● Passage cité:

____

Le gouvernement a déjà fait un grand effort. Notre pays est le seul en Afrique à offrir une bourse à tous ses étudiants, du secondaire au supérieur. De moins de 10 000, nous sommes passés à 30 000 étudiants boursiers, qui seront 35 000 en 2016. Du coup, les structures et les campus sont bondés. Huit pour cent des étudiants africains en France sont gabonais. L’Etat consacre plus de 12 % de ses ressources budgétaires aux secteurs de l’éducation et de la formation. J’ai donc voulu apporter ma part à cet effort global en faveur de la jeunesse gabonaise.

Vous avez aussi annoncé céder deux hôtels particuliers à Paris…

La famille n’a pas l’usage de ces hôtels. En particulier de l’un d’eux. Aucun de mes frères et sœurs ne l’occupe. Je pourrais le faire dans le cadre de mes fonctions, mais je n’en ai pas la nécessité. Nous préférons que notre pays et les Gabonais en profitent.

Les mettez-vous donc en vente ?

Non. Nous les cédons à l’Etat gabonais pour un franc symbolique. L’Etat en aura l’usage en totale propriété.

Que peut faire le Gabon avec ces hôtels particuliers si ce n’est les vendre ?

____

Extraits du jeu de données de segmentation
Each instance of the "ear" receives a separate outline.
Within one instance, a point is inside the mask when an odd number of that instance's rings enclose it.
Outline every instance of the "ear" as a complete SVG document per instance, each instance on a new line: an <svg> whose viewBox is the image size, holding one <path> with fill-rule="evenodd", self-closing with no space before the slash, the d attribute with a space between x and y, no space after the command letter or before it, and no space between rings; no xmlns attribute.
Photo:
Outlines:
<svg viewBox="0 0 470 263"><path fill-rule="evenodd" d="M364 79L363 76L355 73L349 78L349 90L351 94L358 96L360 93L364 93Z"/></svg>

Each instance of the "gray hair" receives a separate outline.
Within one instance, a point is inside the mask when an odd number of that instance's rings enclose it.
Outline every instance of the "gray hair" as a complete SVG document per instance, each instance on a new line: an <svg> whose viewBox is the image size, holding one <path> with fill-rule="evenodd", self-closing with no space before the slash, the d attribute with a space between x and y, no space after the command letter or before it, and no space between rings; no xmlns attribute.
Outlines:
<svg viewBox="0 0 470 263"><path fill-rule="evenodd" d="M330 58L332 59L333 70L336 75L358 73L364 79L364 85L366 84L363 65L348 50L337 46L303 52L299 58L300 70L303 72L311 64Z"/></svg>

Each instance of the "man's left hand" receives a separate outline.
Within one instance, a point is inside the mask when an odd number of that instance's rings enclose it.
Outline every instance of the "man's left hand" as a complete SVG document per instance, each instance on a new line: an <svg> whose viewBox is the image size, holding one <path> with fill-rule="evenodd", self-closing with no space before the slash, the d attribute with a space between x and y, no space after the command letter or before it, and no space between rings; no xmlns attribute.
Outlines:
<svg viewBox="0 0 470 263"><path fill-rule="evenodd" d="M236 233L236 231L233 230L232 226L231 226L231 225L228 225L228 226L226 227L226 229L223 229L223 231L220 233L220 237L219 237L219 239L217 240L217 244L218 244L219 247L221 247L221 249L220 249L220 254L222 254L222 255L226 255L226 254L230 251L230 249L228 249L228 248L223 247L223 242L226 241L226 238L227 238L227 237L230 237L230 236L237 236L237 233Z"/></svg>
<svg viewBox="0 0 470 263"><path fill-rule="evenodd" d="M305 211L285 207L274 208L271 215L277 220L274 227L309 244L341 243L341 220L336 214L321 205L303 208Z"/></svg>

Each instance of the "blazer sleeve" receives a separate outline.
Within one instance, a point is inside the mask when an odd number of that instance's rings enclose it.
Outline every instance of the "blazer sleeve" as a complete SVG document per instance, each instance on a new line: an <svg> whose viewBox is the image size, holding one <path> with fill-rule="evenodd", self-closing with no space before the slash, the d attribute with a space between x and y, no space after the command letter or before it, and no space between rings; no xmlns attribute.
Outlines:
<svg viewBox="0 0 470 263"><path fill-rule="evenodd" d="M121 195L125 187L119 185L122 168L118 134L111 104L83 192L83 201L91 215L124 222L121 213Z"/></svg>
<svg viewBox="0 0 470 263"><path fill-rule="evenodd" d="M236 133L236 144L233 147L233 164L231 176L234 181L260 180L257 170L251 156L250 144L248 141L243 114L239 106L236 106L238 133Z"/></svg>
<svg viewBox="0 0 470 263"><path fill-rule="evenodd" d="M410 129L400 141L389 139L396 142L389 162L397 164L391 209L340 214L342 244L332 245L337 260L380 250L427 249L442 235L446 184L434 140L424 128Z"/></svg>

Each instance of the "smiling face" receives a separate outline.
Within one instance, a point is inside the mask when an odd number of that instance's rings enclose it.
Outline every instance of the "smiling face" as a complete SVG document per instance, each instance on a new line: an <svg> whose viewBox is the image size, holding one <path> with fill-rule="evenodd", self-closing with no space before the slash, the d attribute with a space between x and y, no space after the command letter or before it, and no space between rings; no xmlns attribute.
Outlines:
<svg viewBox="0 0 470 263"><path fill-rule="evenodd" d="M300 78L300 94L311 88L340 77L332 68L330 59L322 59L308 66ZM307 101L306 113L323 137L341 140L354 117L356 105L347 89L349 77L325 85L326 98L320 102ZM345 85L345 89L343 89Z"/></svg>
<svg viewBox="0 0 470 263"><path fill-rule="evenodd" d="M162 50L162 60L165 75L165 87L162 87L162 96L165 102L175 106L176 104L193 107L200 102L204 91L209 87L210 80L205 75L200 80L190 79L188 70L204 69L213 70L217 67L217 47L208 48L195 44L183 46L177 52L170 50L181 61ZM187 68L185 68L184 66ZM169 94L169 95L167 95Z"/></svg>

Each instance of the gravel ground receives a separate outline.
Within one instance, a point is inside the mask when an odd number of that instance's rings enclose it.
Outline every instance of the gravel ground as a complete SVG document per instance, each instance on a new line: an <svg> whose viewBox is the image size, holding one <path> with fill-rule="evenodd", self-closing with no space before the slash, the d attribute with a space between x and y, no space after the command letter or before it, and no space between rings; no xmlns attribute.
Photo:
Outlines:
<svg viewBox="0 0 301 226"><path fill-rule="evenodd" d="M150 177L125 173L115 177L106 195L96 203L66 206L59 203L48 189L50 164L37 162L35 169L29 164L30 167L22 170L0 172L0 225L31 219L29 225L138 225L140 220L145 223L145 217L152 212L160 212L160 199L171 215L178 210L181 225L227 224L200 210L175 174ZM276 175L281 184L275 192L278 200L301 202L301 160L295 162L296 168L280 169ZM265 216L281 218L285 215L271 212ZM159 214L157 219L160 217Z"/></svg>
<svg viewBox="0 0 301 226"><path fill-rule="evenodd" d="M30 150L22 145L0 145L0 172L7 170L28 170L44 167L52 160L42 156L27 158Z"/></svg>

____

● À faire:
• a. Recopiez, dans le passage cité, le segment qui va de « Le gouvernement a » jusqu'à « la jeunesse gabonaise. ».
• b. Dites si chaque affirmation concorde avec le passage cité, par oui ou par non, en citant à l'identique les mots du passage qui tranchent : (i) le pays compte 30 000 étudiants boursiers et en prévoit 35 000 en 2016 ; (ii) les deux hôtels particuliers de Paris sont mis en vente ; (iii) l'État consacre moins de 10 % de ses ressources budgétaires à l'éducation et à la formation.

● Réponses correctes:
• a.
Le gouvernement a déjà fait un grand effort. Notre pays est le seul en Afrique à offrir une bourse à tous ses étudiants, du secondaire au supérieur. De moins de 10 000, nous sommes passés à 30 000 étudiants boursiers, qui seront 35 000 en 2016. Du coup, les structures et les campus sont bondés. Huit pour cent des étudiants africains en France sont gabonais. L’Etat consacre plus de 12 % de ses ressources budgétaires aux secteurs de l’éducation et de la formation. J’ai donc voulu apporter ma part à cet effort global en faveur de la jeunesse gabonaise.

• b.
(i) Oui : « De moins de 10 000, nous sommes passés à 30 000 étudiants boursiers, qui seront 35 000 en 2016. »
(ii) Non : « Non. Nous les cédons à l’Etat gabonais pour un franc symbolique. »
(iii) Non : « L’Etat consacre plus de 12 % de ses ressources budgétaires aux secteurs de l’éducation et de la formation. »